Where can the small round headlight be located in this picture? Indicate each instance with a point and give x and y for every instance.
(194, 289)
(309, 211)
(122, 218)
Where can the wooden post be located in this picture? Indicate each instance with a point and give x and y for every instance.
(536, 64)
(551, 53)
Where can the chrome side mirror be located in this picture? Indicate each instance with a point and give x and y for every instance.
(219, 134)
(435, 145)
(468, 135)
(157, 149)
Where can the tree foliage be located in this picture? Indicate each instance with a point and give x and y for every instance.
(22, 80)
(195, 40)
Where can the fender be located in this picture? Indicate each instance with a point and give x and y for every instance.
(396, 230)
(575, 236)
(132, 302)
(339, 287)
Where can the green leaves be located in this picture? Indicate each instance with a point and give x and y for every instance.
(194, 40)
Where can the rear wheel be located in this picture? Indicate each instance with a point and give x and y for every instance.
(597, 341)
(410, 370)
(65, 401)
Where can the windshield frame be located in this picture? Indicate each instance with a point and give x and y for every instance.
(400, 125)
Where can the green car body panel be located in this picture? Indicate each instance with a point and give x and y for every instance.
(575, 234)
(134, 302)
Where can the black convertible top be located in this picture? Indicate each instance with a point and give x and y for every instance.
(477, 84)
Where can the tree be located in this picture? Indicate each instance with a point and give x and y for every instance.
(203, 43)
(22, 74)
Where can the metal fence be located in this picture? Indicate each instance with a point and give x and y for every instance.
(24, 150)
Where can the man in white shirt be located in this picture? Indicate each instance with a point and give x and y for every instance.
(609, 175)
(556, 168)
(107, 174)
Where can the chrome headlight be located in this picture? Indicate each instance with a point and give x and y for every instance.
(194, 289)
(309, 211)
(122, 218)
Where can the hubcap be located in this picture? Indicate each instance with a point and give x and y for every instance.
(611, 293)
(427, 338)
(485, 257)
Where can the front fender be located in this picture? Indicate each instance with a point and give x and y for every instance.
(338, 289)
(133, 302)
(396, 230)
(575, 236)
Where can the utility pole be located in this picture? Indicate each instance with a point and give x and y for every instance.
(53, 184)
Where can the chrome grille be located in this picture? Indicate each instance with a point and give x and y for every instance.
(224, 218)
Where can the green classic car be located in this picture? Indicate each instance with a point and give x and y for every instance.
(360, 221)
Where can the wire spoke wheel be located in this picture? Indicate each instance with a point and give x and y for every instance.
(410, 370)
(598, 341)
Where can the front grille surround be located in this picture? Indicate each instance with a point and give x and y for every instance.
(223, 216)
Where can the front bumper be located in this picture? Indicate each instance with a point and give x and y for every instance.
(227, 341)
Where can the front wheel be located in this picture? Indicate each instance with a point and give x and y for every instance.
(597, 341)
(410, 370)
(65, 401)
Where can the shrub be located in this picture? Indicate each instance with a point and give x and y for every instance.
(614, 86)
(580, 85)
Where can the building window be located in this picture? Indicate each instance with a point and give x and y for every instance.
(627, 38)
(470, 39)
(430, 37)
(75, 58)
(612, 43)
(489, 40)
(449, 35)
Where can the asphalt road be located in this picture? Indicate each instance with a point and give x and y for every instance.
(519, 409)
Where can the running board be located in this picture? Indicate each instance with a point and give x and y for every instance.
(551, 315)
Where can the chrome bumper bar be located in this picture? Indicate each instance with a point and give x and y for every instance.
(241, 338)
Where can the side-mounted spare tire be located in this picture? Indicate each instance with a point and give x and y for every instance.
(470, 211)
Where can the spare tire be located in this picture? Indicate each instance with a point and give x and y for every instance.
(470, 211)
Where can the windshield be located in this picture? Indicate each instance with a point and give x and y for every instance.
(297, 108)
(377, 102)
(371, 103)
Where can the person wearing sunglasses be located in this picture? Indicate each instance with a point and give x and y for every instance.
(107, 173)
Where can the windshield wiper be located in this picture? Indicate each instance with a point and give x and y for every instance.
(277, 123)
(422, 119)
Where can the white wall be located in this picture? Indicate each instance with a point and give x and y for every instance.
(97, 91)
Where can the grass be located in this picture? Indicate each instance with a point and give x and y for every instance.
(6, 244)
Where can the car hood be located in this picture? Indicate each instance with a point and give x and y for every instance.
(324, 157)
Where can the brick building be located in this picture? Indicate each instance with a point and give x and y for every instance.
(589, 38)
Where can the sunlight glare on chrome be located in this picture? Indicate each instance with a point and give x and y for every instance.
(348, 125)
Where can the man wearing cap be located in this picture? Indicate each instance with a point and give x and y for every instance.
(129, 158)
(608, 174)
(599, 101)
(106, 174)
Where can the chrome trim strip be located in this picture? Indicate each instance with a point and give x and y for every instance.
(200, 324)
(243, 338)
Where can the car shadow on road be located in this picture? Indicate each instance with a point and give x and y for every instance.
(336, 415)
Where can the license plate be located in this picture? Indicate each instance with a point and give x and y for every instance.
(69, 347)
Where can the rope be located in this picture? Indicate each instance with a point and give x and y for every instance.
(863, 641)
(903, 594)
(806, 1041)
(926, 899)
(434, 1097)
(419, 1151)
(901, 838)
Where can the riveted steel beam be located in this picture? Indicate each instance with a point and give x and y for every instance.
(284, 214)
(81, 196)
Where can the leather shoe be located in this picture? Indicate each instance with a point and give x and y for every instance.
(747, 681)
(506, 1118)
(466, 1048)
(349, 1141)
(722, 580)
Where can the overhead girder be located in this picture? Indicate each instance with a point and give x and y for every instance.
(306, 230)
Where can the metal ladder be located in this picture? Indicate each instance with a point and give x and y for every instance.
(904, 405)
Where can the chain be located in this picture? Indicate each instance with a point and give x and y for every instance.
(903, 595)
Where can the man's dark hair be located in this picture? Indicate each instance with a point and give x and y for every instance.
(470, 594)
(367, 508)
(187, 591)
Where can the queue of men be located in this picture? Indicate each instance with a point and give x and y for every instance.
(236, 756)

* * *

Retype the material in full, character for character.

Task result ▸
Where can the small round headlight be located in this picture? Indicate each instance with a point and give x and y for every instance.
(194, 289)
(309, 211)
(122, 218)
Where can the wooden post be located in this picture? Indicate each instance with a point and give x and y for every instance.
(536, 64)
(551, 53)
Where can the chrome side mirror be located in this picture? Indicate each instance with a point and give x and y for every instance.
(219, 134)
(435, 145)
(468, 135)
(157, 149)
Where can the tree foliage be located in this picture? Indicate each instance with a point and give x and y for every instance.
(22, 80)
(195, 40)
Where can the fender be located in this picture? Indicate each instance with a point and give x and y for every instance.
(396, 230)
(575, 236)
(132, 302)
(339, 287)
Where can the green leaves be located in this picture? Indicate each instance with a point and give x and y for every instance.
(194, 40)
Where can the rear wheel be located in this picture? Indicate each instance with a point and give x and y for every instance.
(597, 341)
(410, 370)
(65, 401)
Where can the windshield frame be located in this picture? Indicate each instance with a point and give x and y for every instance.
(400, 125)
Where can the green car body panel be located in this picture? Indicate each instance with a point and give x and y for every instance.
(575, 234)
(134, 302)
Where can the black convertible top be located in this picture? Indicate each instance with a point and give x and y for every instance.
(477, 84)
Where can the tree be located in this picture? Indicate each instance with a point and give x and y for every instance.
(203, 43)
(22, 74)
Where can the metal fence be located in this picture? Indicate each instance with a point and give x and y for every instance.
(24, 150)
Where can the man in white shirt be located in this picture? Indicate each instance with a point and give x and y for every instance.
(609, 175)
(556, 168)
(107, 174)
Where can the chrome headlight be located in this picture? Indicate each instance with a point and give x and y for every instance.
(194, 289)
(309, 211)
(122, 218)
Where can the hubcap be located in this picture? Indicate each instance with a point and give x and y for every instance.
(611, 293)
(427, 338)
(485, 257)
Where can the front fender be located in this picture? Indicate each instance with a point and give x and y for every instance.
(338, 289)
(133, 302)
(396, 230)
(575, 236)
Where can the utility pole be located in this picture? Indicate each instance with a point and give x and y for every instance.
(53, 184)
Where can the chrome grille be located in this picture? Indicate each instance with a point and give x and y for every instance.
(224, 218)
Where can the green classic car be located in this picture? Indicate each instance with a point and give x and y for every instance.
(360, 221)
Where can the wire spoke wheel be located in this picture? Indicate each instance with a point and give x and y for every instance.
(410, 370)
(598, 341)
Where can the front grille surround be located in this picture? Indicate each instance with a point and give x and y for every instance.
(223, 216)
Where can the front bumper be located in this picture? Indicate each instance with a point and give x and y for every instance.
(227, 341)
Where can the front wheel be located in this picture? Indicate each instance with a point and give x and y for every instance.
(597, 341)
(410, 370)
(65, 401)
Where can the shrub be located in this picture? Indicate each instance with a point and give x and y for every instance.
(614, 86)
(580, 85)
Where can the building window be located in this picture? Indicate each instance with a point and give x and y for every instance.
(627, 38)
(470, 39)
(430, 37)
(75, 58)
(612, 43)
(489, 40)
(449, 35)
Where can the asphalt road be located in this picture? Indicate each instance with a point and give x and y for every instance.
(519, 409)
Where can the running board be located in this picture? Indicate each instance with a point and give x and y for every instance.
(551, 315)
Where can the chrome bumper bar be located in this picture? Indicate each instance with a point and give x and y for every instance.
(241, 338)
Where can the side-mounted spare tire be located in this picture? Indicate each instance with a point and give x and y for every instance.
(470, 211)
Where can the spare tire be located in this picture? Indicate each instance with a point and give x and y for every instance.
(470, 211)
Where can the windshield be located in this picture? Indicate each instance with a point and give x and y for every instance.
(297, 108)
(377, 102)
(371, 103)
Where can the person wearing sunglasses be located in this picture? Indicate each instance with a point and give x and y for every instance.
(107, 173)
Where can the windshield wiper be located in this picture? Indicate each instance with a point and give x and y for every instance.
(277, 123)
(422, 119)
Where can the white wall be located in this picture? Indicate each instance with a point and give x and y for every instance.
(97, 91)
Where can the grass be located in this picture? Indicate each instance with a point and give x and y for every instance.
(6, 244)
Where can the car hood be located in this picture? Indicate each instance with a point and give x and y for every instance.
(324, 157)
Where can the brick building be located in this picture? Indicate each instance with a point and give x and y for every instance.
(589, 38)
Where can the sunlight glare on chrome be located in this picture? Indicate each instance with a point and give x and y for every instance.
(348, 125)
Where can the man wearing cap be located in this picture? Indicate each instance with a point and give x and y for every instance.
(129, 158)
(608, 174)
(599, 101)
(106, 174)
Where can the chrome trim strip be located in this picture? Indicate each instance with a point and give x and y for every instance.
(200, 324)
(243, 338)
Where can the car shadow on road be located in this picture? Indicate each instance with a point and give x and y for every instance.
(336, 415)
Where can the license plate be located in this picture? Indicate each instance with a point and give x and y for every instance.
(69, 347)
Where can the rope be located in this picture? Indicate each instance with a point and give x and y for every instance.
(863, 641)
(903, 594)
(806, 1041)
(926, 899)
(434, 1097)
(419, 1151)
(901, 838)
Where can the riveted steel beam be located in this picture? Indicate each instance with a point and give x and y for every instance.
(284, 214)
(81, 196)
Where can the leather shoe be located in this picture? Indicate each instance with a point and give x and y for every instance.
(747, 681)
(506, 1118)
(466, 1048)
(349, 1141)
(722, 580)
Where can the overhead girder be located in this picture? Indicate each instance with a point and give x and y for every instance.
(306, 230)
Where can the metal ladder be located in this picture? Indicate each instance with a point and give x and y for every instance.
(904, 405)
Where can the chain be located in this picture? Indicate each instance with a point and give x and y for every instance.
(903, 595)
Where can the man's dark hair be located in this picture? Indicate each instance with a point and give x and y for every instance.
(470, 594)
(367, 508)
(187, 591)
Where can the queue of men be located in this picture? Indicate each instance with a point and give x and y for every instance.
(236, 756)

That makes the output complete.